## WHAT YOU ARE ASKED TO DO
Pull out every line below that contains the word "water" and copy each one in full.

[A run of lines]

==============================

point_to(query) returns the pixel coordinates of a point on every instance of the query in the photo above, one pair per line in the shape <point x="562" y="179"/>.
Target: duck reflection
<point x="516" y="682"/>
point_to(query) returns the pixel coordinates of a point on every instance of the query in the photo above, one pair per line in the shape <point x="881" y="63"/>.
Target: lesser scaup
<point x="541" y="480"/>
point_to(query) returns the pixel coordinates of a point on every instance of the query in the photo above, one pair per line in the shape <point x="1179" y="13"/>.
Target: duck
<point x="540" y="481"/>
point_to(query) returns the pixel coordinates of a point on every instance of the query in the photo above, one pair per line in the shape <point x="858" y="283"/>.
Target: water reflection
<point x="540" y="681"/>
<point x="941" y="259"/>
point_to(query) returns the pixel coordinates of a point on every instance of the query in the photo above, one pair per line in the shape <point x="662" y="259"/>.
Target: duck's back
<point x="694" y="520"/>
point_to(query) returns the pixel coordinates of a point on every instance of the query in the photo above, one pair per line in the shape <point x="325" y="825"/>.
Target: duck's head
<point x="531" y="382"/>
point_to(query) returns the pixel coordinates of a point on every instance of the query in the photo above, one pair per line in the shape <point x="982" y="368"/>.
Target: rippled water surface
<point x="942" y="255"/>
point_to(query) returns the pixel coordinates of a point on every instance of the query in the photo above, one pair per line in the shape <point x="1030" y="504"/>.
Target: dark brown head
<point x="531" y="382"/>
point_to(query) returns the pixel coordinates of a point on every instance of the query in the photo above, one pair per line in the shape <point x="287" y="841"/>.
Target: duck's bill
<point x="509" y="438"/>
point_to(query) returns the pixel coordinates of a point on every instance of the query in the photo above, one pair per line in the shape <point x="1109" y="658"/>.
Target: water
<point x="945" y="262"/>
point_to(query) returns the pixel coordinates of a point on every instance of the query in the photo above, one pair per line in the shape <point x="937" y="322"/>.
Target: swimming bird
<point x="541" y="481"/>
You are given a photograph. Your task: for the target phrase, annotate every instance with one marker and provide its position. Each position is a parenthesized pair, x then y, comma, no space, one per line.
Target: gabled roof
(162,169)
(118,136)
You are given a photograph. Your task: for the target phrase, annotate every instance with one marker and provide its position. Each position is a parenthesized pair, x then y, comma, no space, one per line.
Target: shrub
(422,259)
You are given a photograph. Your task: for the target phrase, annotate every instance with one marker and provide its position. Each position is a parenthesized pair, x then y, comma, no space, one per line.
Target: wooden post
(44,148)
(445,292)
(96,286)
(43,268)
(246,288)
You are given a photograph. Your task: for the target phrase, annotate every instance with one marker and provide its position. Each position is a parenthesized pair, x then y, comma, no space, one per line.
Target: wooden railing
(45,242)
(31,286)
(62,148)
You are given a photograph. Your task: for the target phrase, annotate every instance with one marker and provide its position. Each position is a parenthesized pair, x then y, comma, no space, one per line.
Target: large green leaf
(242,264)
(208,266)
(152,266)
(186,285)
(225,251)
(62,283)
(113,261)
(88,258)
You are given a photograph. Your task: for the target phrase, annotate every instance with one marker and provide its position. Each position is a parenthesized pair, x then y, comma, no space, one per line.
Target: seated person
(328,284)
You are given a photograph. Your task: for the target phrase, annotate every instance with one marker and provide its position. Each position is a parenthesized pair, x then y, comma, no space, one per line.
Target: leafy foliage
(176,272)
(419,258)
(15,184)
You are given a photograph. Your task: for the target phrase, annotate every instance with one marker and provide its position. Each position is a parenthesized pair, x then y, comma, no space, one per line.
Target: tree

==============================

## TASK RESPONSE
Target: water reflection
Target: rippled water surface
Target: water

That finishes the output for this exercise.